▸ Aim
Continue the forum thread about building the union of two Python lists, starting right after its final line.

▸ Page text
►
How to print elements in a list in a plain one-row way?

Question

I have to define a procedure, union, that takes as inputs two lists. It should modify the first input list to be the set union of the two lists. I assume the first list is a set, that is, it contains no repeated elements.

I´ve tried this, and it works:

def union(a, b):
    a.append(b)
    for item in b:
        if item in a:
            a.remove(item)

When I try to test it, this is the output:

a = [1,2,3] b = [2,4,6] union(a,b) print a

The output that I should receive is for the excercise: [1,2,3,4,6]

The output that I receive is: [1, 3, [2, 4, 6]]

How may I print the output in order to match the desired one? Or is it the same thing?

Answer 1

Try this simple way:

def union(a, b):
    return list(set(a + b))

Answer 2

a = [1,2,3]
b = [2,4,6]

def union(a, b):
    set_a = set(a)
    for ele in b:
        if ele not in set_a:
            a.append(ele)
    return a

Result:

>>> union(a,b)
◄
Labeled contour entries
►
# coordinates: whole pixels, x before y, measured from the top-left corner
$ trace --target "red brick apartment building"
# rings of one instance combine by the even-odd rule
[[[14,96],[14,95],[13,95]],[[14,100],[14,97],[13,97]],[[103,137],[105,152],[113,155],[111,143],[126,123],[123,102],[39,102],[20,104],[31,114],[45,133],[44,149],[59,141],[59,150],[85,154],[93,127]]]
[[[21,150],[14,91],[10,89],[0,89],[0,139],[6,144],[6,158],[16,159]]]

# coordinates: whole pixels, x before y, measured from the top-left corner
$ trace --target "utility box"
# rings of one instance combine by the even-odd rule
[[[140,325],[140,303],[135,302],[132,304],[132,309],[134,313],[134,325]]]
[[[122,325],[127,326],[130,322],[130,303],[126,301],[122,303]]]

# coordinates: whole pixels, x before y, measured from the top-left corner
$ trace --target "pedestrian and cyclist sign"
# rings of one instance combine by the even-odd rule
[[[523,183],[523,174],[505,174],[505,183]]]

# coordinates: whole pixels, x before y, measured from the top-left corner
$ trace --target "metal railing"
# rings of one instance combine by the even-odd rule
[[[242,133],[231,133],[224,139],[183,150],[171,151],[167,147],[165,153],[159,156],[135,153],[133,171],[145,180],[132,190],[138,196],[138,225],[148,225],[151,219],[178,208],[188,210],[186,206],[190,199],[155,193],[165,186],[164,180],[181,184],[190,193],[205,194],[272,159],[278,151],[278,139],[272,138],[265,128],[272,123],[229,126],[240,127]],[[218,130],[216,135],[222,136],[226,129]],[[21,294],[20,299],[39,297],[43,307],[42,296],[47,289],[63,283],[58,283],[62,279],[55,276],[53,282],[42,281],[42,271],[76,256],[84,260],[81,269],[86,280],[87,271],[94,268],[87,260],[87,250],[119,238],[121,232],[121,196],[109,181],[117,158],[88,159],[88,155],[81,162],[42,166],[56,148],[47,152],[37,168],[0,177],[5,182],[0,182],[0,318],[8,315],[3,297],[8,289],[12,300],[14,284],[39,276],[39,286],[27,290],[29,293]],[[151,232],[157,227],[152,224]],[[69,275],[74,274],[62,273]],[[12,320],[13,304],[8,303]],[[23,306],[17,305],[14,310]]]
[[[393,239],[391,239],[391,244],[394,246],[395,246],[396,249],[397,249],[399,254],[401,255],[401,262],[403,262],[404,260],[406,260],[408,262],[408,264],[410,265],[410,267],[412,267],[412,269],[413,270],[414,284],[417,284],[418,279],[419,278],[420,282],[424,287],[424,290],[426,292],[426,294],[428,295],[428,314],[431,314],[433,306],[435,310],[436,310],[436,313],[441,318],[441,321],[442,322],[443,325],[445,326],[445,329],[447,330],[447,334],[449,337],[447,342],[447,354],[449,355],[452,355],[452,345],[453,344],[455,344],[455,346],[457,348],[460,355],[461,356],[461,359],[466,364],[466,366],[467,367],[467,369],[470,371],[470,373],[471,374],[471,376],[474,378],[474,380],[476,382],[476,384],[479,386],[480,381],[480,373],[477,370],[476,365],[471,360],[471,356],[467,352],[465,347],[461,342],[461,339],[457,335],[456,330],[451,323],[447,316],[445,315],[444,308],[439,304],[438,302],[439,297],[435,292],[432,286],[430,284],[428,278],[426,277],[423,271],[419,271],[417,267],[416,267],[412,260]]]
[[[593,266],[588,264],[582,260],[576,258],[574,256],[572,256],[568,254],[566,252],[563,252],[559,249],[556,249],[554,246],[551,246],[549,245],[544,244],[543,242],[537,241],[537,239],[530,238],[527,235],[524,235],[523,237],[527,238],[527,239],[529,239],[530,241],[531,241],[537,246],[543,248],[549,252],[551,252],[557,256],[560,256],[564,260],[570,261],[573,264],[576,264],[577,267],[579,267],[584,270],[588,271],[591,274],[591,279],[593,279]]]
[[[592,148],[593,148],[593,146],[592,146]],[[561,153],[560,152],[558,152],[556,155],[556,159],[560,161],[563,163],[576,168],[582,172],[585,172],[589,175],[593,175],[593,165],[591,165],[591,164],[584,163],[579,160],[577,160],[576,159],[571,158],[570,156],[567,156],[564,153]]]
◄
▸ Answer for the task
[1, 2, 3, 4, 6]

Note that when you use remove, the first element in the list is removed:

>>> a = [1,2,3,2,4,6]
>>> a.remove(2)
>>> a
[1, 3, 2, 4, 6]

Therefore, to get your desired outcome we must keep a as it is, and add to it elements from b that are not it a.

Answer 3

why don't you use a set?

def union(a, b):
    return list(set(a + b))

this will not modify you list BUT set is not ordered, so you can't rely on order of you elements.

if you try to find an error in your code, you could modify it like this:

def union(a, b):
    for item in b:
        if item in a:
            a.remove(item)
    a.extend(b)

if you really want to add new items to a, you can use this:

def union(a, b):
    a.extend([x for x in b if x not in a])